• **Your task**
Update the rows below by changing every "natural-language query" to "free-text query", and keep everything else the same.

[Bounding-box records]
━━━━━━━━━━━━━━━━━━━━━━━━━━━━━━

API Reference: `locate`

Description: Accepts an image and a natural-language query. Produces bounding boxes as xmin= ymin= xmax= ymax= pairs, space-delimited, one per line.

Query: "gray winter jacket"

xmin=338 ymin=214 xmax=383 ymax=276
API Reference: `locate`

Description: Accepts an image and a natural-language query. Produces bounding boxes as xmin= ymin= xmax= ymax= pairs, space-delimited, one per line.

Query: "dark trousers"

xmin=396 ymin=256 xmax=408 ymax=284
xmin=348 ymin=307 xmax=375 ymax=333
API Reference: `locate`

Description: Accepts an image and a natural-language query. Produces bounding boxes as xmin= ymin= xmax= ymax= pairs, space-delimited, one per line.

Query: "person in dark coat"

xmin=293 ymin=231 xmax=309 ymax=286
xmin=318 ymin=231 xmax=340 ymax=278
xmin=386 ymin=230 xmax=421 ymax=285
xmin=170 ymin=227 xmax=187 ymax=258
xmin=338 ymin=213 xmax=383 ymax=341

━━━━━━━━━━━━━━━━━━━━━━━━━━━━━━

• **Written solution**
API Reference: `locate`

Description: Accepts an image and a free-text query. Produces bounding boxes as xmin= ymin= xmax= ymax= pairs, space-delimited, one per line.

Query: "gray winter jacket"

xmin=338 ymin=214 xmax=383 ymax=276
API Reference: `locate`

Description: Accepts an image and a free-text query. Produces bounding boxes as xmin= ymin= xmax= ymax= pairs, space-delimited, one per line.

Query: "dark trousers"

xmin=396 ymin=256 xmax=408 ymax=284
xmin=348 ymin=307 xmax=375 ymax=333
API Reference: `locate`

Description: Accepts an image and a free-text query. Produces bounding boxes as xmin= ymin= xmax= ymax= pairs, space-delimited, one per line.

Query: "person in dark coat"

xmin=293 ymin=231 xmax=309 ymax=286
xmin=318 ymin=231 xmax=340 ymax=278
xmin=386 ymin=230 xmax=421 ymax=285
xmin=170 ymin=227 xmax=187 ymax=258
xmin=338 ymin=213 xmax=383 ymax=341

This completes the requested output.